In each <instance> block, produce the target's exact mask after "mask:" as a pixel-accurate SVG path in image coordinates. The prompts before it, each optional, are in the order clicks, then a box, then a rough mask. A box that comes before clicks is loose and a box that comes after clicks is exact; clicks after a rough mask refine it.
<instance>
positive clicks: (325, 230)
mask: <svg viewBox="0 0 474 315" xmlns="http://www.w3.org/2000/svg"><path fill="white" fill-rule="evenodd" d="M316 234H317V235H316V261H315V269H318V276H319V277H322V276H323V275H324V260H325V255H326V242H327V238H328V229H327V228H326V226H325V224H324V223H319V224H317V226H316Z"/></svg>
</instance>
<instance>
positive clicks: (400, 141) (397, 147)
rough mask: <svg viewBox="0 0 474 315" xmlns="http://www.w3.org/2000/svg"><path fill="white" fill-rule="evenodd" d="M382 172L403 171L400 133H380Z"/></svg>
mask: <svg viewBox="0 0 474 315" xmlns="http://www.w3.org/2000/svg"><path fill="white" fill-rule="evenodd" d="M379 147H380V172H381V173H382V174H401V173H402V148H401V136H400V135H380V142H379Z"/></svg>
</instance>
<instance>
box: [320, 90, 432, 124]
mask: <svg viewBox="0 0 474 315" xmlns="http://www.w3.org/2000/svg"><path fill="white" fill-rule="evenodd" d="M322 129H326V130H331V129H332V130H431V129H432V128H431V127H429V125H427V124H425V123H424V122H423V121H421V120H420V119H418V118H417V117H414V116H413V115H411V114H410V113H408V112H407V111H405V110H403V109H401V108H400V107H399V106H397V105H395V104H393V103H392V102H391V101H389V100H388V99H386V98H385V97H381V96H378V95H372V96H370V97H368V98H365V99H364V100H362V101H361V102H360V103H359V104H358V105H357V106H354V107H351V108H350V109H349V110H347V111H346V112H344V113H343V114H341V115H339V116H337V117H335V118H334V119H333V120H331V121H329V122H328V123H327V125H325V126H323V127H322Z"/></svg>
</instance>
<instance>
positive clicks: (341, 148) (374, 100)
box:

*****

TASK TO COMPLETE: Reproduce the entries exactly, dropping nothing.

EXERCISE ANSWER:
In each <instance> block, produce the target's exact mask after "mask:" as a pixel-accurate SVG path in image coordinates. The prompts before it, each optional, are in the order clicks, then a box, then a rough mask. A box that comes before clicks is loose and a box that comes after clicks is exact; clicks after a rough mask refine it.
<instance>
positive clicks: (325, 230)
mask: <svg viewBox="0 0 474 315" xmlns="http://www.w3.org/2000/svg"><path fill="white" fill-rule="evenodd" d="M316 234H317V235H316V261H315V269H318V276H319V277H322V276H323V275H324V260H325V255H326V242H327V238H328V229H327V228H326V226H325V224H324V223H319V224H317V226H316Z"/></svg>
</instance>
<instance>
positive clicks: (400, 141) (397, 147)
rough mask: <svg viewBox="0 0 474 315" xmlns="http://www.w3.org/2000/svg"><path fill="white" fill-rule="evenodd" d="M382 172L403 171L400 133H380Z"/></svg>
mask: <svg viewBox="0 0 474 315" xmlns="http://www.w3.org/2000/svg"><path fill="white" fill-rule="evenodd" d="M379 147H380V172H381V173H382V174H401V173H402V148H401V136H400V135H380V142H379Z"/></svg>
</instance>
<instance>
box: [320, 90, 432, 124]
mask: <svg viewBox="0 0 474 315" xmlns="http://www.w3.org/2000/svg"><path fill="white" fill-rule="evenodd" d="M322 129H326V130H331V129H332V130H431V129H432V128H431V127H429V125H427V124H425V123H424V122H423V121H421V120H420V119H418V118H417V117H414V116H413V115H411V114H410V113H408V112H407V111H405V110H403V109H401V108H400V107H399V106H397V105H395V104H393V103H392V102H391V101H389V100H388V99H386V98H385V97H381V96H378V95H372V96H370V97H368V98H365V99H364V100H362V101H361V102H360V103H359V104H358V105H357V106H354V107H351V108H350V109H349V110H347V111H346V112H344V113H343V114H341V115H339V116H337V117H335V118H334V119H333V120H331V121H329V122H328V123H327V125H325V126H323V127H322Z"/></svg>
</instance>
<instance>
positive clicks: (341, 148) (374, 100)
box:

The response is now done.